Given entries:
================

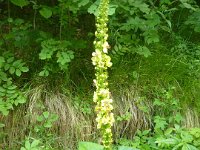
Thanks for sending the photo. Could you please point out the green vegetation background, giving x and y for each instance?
(46, 73)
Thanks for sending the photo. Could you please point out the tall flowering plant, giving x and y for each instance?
(102, 61)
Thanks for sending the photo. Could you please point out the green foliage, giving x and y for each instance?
(20, 3)
(59, 50)
(152, 44)
(10, 95)
(45, 12)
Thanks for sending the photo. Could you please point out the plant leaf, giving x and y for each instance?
(45, 12)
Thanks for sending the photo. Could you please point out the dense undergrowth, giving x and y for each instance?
(46, 74)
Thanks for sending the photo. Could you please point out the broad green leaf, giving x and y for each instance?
(12, 70)
(46, 12)
(48, 124)
(27, 145)
(143, 50)
(126, 148)
(2, 61)
(83, 3)
(186, 5)
(2, 125)
(24, 69)
(89, 146)
(3, 76)
(20, 3)
(40, 118)
(46, 114)
(10, 60)
(44, 73)
(18, 72)
(21, 99)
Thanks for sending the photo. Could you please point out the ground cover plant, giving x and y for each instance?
(99, 74)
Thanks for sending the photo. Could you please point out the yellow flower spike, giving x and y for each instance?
(102, 61)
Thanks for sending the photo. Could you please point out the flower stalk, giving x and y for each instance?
(102, 61)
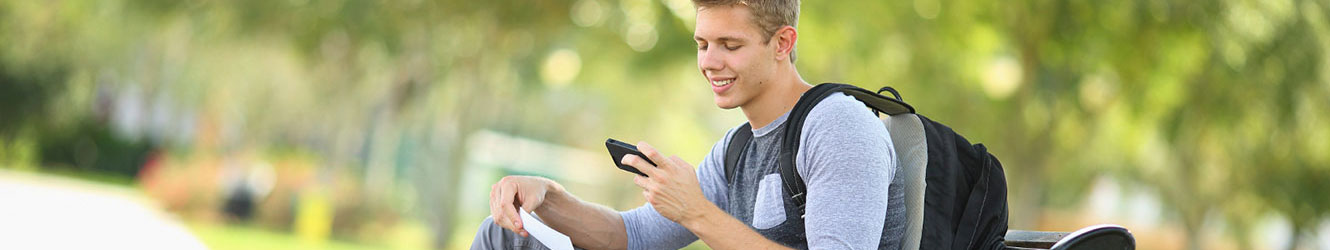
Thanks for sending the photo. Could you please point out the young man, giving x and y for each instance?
(746, 55)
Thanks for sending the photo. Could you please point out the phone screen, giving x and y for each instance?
(617, 149)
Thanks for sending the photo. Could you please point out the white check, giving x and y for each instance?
(543, 233)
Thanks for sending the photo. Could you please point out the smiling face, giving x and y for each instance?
(733, 55)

================

Problem details:
Copy every line above word for word, leaving out the pictures.

Answer to this problem:
Thanks for sending the photo. Could you please point out the green vegetation background, giving x and y for each instance?
(46, 73)
Thanks for sending the photo. Could you please point out the tall flowering plant, giving x and y for each instance?
(102, 61)
Thanks for sending the photo. Could you please point out the green foliage, giving x and y for each instance?
(20, 3)
(59, 50)
(152, 44)
(10, 95)
(45, 12)
Thanks for sending the photo. Could you please point out the plant leaf, giving x and y for each instance?
(45, 12)
Thanks for sending the photo. Could you please point out the dense undergrowth, giving x and y for each instance?
(46, 74)
Thanks for sending the photo. Could you please point out the broad green leaf, giving x and y for each instance?
(12, 70)
(46, 12)
(48, 124)
(27, 145)
(143, 50)
(126, 148)
(2, 61)
(83, 3)
(186, 5)
(2, 125)
(24, 69)
(89, 146)
(3, 76)
(20, 3)
(40, 118)
(46, 114)
(10, 60)
(44, 73)
(18, 72)
(21, 99)
Thanks for sending the photo. Could you please point out the ground cover plant, giving x and y for each instance?
(99, 74)
Thanks for sending the photo. Could you please point out the yellow flower spike, giving x and y for each instance?
(102, 61)
Thanks for sending the photo. Could you please point out the flower stalk, giving x and y for each instance?
(102, 61)
Thanks for sending the photo. Could you please point out the young man, giving x and y for each instance?
(746, 55)
Thanks for sending the photo. Could you please point out the phone screen, giving x and y for each instance?
(617, 149)
Thanks for sending the photo. Could you please point out the white check, giving x and y for each instance?
(543, 233)
Thanks for sending the photo. Could you please point out the smiling face, giving x and y for each instance?
(733, 55)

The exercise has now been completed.